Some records
[Begin]
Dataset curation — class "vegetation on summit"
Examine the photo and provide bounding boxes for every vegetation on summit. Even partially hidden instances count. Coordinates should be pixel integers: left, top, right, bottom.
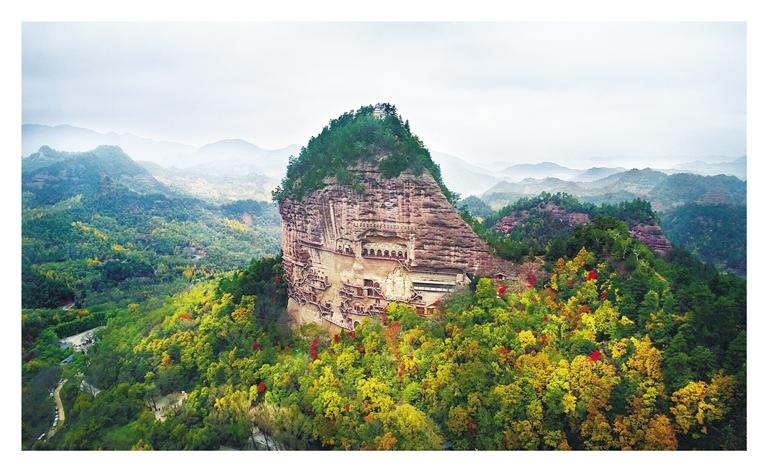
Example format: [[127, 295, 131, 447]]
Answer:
[[272, 103, 457, 203]]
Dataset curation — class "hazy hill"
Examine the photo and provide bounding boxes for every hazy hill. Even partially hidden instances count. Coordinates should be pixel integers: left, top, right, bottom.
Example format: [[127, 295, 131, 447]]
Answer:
[[21, 124, 300, 180], [675, 156, 747, 180], [21, 124, 195, 166], [189, 139, 300, 180], [21, 146, 171, 204], [22, 146, 280, 307], [652, 174, 747, 208], [586, 168, 667, 196], [432, 151, 501, 195], [139, 161, 278, 204], [481, 168, 746, 210], [573, 167, 627, 182], [501, 162, 583, 181], [661, 203, 747, 276]]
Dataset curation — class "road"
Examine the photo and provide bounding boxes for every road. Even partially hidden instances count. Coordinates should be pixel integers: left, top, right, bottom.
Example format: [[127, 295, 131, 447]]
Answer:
[[47, 379, 69, 438]]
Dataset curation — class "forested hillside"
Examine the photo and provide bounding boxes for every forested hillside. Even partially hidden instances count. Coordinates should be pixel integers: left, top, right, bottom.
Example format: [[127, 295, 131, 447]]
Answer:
[[25, 216, 746, 449], [459, 190, 747, 276], [21, 146, 280, 447]]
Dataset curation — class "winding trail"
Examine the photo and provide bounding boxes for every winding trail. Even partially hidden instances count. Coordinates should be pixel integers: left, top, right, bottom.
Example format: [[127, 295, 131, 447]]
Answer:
[[47, 379, 69, 438]]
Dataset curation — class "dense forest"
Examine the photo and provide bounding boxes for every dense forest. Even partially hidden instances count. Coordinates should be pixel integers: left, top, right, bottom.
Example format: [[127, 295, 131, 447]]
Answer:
[[22, 216, 746, 449], [660, 203, 747, 275], [21, 116, 747, 450], [22, 146, 280, 308]]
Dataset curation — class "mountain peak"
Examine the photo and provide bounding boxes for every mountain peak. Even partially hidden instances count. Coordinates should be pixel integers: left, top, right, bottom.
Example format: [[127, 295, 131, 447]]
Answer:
[[273, 103, 455, 201]]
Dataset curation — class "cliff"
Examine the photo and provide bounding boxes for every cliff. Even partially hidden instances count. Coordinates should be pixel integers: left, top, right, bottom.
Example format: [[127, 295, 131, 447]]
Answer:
[[278, 105, 512, 329]]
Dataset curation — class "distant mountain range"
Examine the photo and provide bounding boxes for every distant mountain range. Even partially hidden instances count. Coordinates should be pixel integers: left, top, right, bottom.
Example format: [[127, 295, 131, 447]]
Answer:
[[22, 124, 746, 202], [21, 124, 300, 181], [481, 168, 747, 211]]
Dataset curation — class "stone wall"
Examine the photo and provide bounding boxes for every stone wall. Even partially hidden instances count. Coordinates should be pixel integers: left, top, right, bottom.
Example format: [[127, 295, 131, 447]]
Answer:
[[280, 163, 513, 329]]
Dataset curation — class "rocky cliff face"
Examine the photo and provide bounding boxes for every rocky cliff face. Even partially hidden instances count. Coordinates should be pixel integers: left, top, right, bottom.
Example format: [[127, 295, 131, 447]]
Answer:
[[280, 160, 512, 329]]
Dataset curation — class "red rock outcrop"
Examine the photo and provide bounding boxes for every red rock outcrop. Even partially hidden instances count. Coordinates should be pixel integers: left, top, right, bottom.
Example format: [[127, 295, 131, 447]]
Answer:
[[280, 161, 513, 329], [629, 224, 672, 256]]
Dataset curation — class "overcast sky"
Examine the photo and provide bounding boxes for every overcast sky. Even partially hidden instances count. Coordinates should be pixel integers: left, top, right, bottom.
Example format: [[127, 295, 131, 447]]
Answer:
[[22, 23, 746, 167]]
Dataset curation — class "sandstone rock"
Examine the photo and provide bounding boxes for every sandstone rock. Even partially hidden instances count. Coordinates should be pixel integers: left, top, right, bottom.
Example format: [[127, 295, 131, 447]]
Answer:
[[629, 224, 672, 256], [280, 160, 513, 330]]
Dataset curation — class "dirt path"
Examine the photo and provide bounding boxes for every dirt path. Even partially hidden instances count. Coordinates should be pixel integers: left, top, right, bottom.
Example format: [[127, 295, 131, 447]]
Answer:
[[47, 379, 69, 438]]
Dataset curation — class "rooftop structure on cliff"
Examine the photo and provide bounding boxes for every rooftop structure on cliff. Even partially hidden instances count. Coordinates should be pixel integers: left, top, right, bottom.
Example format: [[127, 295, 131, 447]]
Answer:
[[275, 104, 512, 330]]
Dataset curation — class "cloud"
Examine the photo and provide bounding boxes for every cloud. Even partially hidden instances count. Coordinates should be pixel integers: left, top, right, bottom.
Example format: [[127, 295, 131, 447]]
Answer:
[[22, 23, 746, 170]]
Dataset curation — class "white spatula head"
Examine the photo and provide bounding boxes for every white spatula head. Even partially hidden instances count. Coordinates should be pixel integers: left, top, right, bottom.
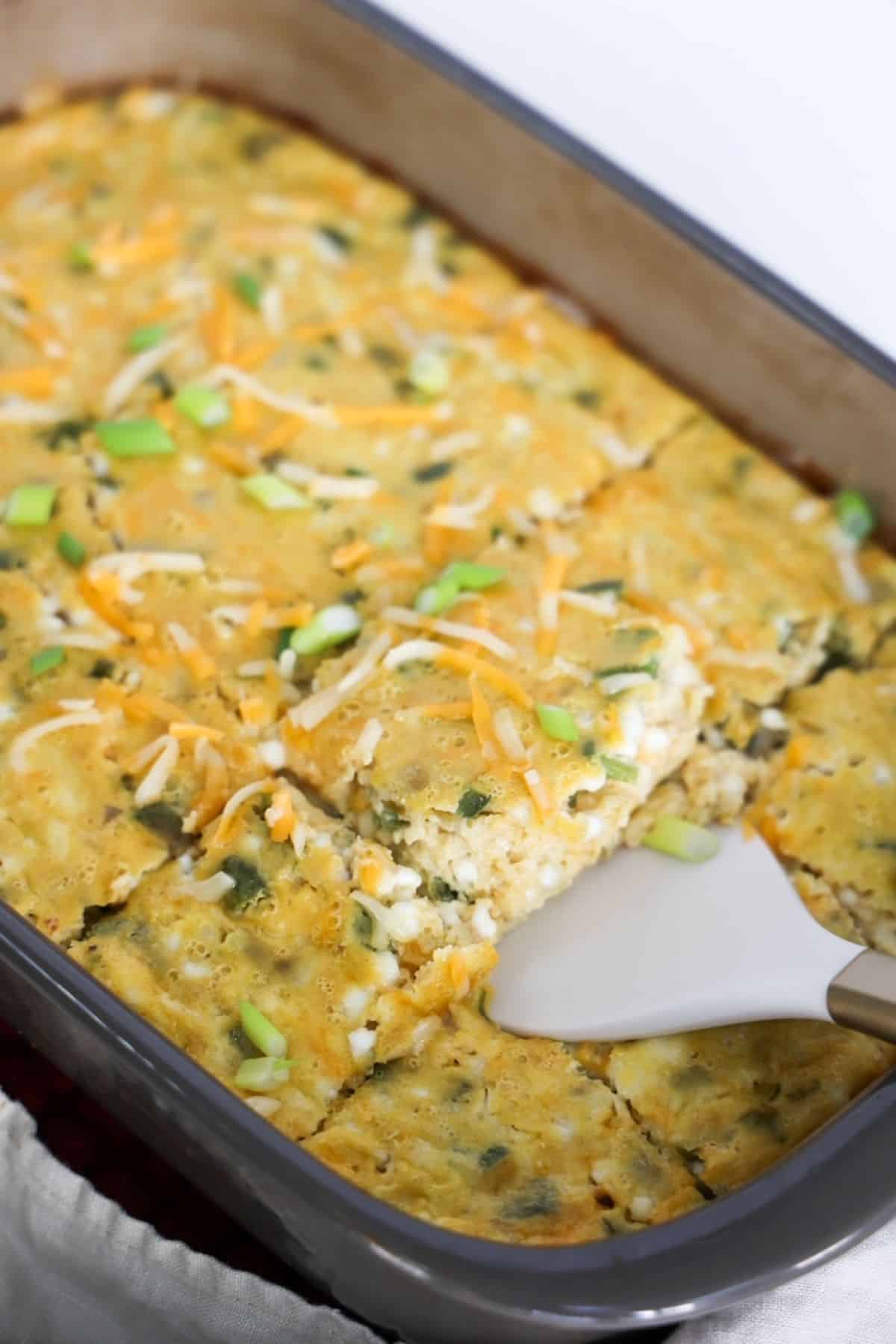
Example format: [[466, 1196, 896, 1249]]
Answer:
[[488, 828, 865, 1040]]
[End]
Job: Convert the data above into a two-column CSV with the columns input and output, giving each labeling task its own row: the task text under input and its answer under output. Put each in one quoted field with line breaks replaced by spaces, and leave the pictures out.

Answer below:
input,output
"Dataset curation — class ""vegetation on summit"" Examine the photo and provide bounding boxes for every vegetation on summit. Even partially hidden instances count. Coordinates should be pixel integers: left, top, right, bottom. Example format: [[127, 295, 131, 447]] Answer:","[[272, 103, 457, 203]]"
"Dataset curation — class ""hazy hill"" Examine the photo and provide bounding boxes for every hazy hill. Even partially hidden instances count. Coordinates should be pixel integers: left, top, right, bottom. Example format: [[127, 295, 131, 447]] Answer:","[[21, 124, 300, 180], [675, 156, 747, 180], [21, 124, 195, 166], [189, 139, 300, 180], [21, 146, 171, 204], [22, 146, 280, 307], [652, 174, 747, 208], [586, 168, 667, 196], [432, 151, 501, 195], [139, 161, 278, 204], [481, 168, 746, 210], [573, 167, 627, 182], [501, 162, 583, 181], [661, 203, 747, 276]]"
"Dataset curation — class ""road"" Examine the photo and provide bounding boxes for every road. Even partially hidden instances count. Coordinates should be pixel integers: left, top, right, bottom. Example format: [[127, 295, 131, 447]] Answer:","[[47, 379, 69, 438]]"
"Dataset curation — class ""forested hillside"" Examine the photo and provide bounding boxes for every forested hillside. Even partially hidden instances count. Coordinates should be pixel integers: left, top, right, bottom. Example format: [[127, 295, 131, 447]] Answer:","[[25, 216, 746, 449], [459, 190, 747, 276], [21, 146, 280, 447]]"
"Dataset curation — class ""winding trail"" Examine the photo and provide bounding boxes for every winding trail. Even partially hidden instances count. Coordinates should be pixel integers: left, top, right, bottom. Example format: [[127, 295, 131, 447]] Answer:","[[47, 379, 69, 438]]"
"Dataset curation — class ""dense forest"" Examine the photo and provide bounding boxes for every dense forest. Even partially hidden instances count. Coordinates should be pixel integers: left, top, right, bottom. Example format: [[127, 295, 131, 447]] Answer:","[[22, 216, 746, 449], [660, 203, 747, 275], [21, 116, 747, 450], [22, 146, 280, 308]]"
"Dataset curation — class ""mountain peak"" Examine the photo and provide bounding boxes for every mountain peak. Even partially hidden instances count. Coordinates should be pixel integers: left, top, right, bottom. Example format: [[127, 295, 131, 447]] Answer:","[[273, 103, 455, 201]]"
"Dataset curation — class ""cliff"" Examine the photo and provide bounding boxes for every cliff. Even partially hidden instances count. Coordinates should be pixel integers: left, top, right, bottom. Example format: [[127, 295, 131, 447]] Answer:","[[278, 105, 512, 329]]"
"Dataset curation — class ""distant mountain range"" Examine the photo and provide bounding boxes for every distant mountain range. Even partially hidden instances count. Coordinates should be pixel integers: left, top, right, bottom. Example format: [[127, 295, 131, 447]] Answer:","[[22, 124, 746, 202], [21, 124, 300, 181], [481, 168, 747, 211]]"
"Dataset curation — class ""stone wall"" Examine the photo and provide bounding boxes for every stone wall. Even partially hidden instances count. Coordinates should be pixel integers: left, top, right, bottom. Example format: [[127, 295, 131, 447]] Answer:","[[280, 163, 513, 329]]"
"Dataset curation — class ""rocky cliff face"" Examine the photo and provide bounding boxes for every rocky cliff face. Even partially hidden instances count. Coordinates should be pixel integers: left, top, right, bottom. Example format: [[127, 295, 131, 447]] Answer:","[[280, 160, 512, 329]]"
"Dataset curation — class ""red rock outcrop"" Examine the photo and provide bounding boxes for every red rock outcrop. Even partially hidden instances count. Coordinates should be pixel integers: left, top, right, bottom. Example format: [[127, 295, 131, 447]] Answer:","[[280, 161, 513, 329], [629, 224, 672, 256]]"
"Dataset curation — class ""overcast sky"" Examine the photo and provide bounding boxes for every overcast sky. Even partially hidden instances count. Coordinates should be pixel integers: left, top, right, bottom. Example format: [[127, 295, 131, 447]] Answer:","[[22, 23, 746, 167]]"
"Dataset curation — class ""sandstone rock"" Examine the photo and provide bounding boxes for every sandstone rock. Even partially hidden instances count. Coordinates should be pixel integers: left, top, right, bottom. Example format: [[127, 295, 131, 447]] Answer:","[[629, 224, 672, 256], [280, 160, 513, 330]]"
"Dataset curation — class ""dirt path"" Examine the photo and provide bounding boxes for every dirt path. Even partially hidden instances count. Coordinates should be pixel integers: left, top, right, bottom. Example format: [[127, 295, 131, 447]] Answer:","[[47, 379, 69, 438]]"
"Dataset curation — class ""rooftop structure on cliff"" Examine the photo and provide bounding boxes for every rooftop structure on cliff. Even partially hidden instances count. Coordinates should be pixel integers: left, top, right, bottom. Example format: [[127, 295, 131, 447]] Answer:","[[275, 104, 512, 330]]"
"Dataset curation — class ""cloud"" Examine the photo and provide bounding boxes for every cloud. Even partially hidden instances count. Coordinates should be pixel integers: left, top, right, bottom. Example format: [[127, 295, 131, 447]] Answer:","[[22, 23, 746, 170]]"
"Dataset curation — class ""white spatula head"" Examine the photo and provide bounding boxes for every white spatula head. Even partially hidden instances count. Coordinates should be pixel integers: left, top, right, bottom. Example format: [[466, 1196, 896, 1249]] Answer:","[[488, 828, 865, 1040]]"